-------- QUOTED TEXT

The connection was not the same with interim coach Sam Mitchell two seasons ago or Thibodeau last season.
Thibodeau has long preferred his point guards to be scoring threats, and he considered making a trade in February that would have sent Rubio to New York for Derrick Rose. Thibodeau ultimately decided not to pull the trigger, but the lack of communication during that process led to a breakdown that had Rubio believing a change of scenery might be for the best.
“When your name is in the rumors, it’s tough to feel one of the main guys and feel a really good part of the project because there’s a lot of doubts around you,” Rubio said. “But we’re professionals and we have to know that they’re not doing it because they don’t like you. It’s just because they want the best for the team. Maybe it wasn’t meant to be over there. We will see.”
Taylor initially resisted the idea of trading Rubio but ultimately signed off on Friday (Saturday, PHL time).
The Jazz have bent over backward to make him feel welcome early in the process. General manager Dennis Lindsey and coach Quin Snyder have been in constant contact, and he had dinner with his new teammates in Salt Lake City on Monday night (Tuesday, PHL time) after they met with Hayward.
“They’ve made me feel really special,” he said. “They want me here. That helps a lot. I hope I can answer on the court all the support they’re giving me.”
The Timberwolves, and the Twin Cities, may be in Rubio’s rearview mirror now. But he said he will always be watching from afar.
“They will be my second team now,” he said. “I really have a lot of good friends over there and I wish them the best. I hope they can reach the playoffs finally and I will be a fan from now on.”

----------------
-------- INFORMATION PROVIDED

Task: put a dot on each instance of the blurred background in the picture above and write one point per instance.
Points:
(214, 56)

----------------

▶ PROBLEM TO WORK ON:
In the Ricky Rubio trade article, which player would Rubio have been traded to New York for in the deal Thibodeau considered in February?

▶ ANSWER TO THE EXERCISE:
Derrick Rose.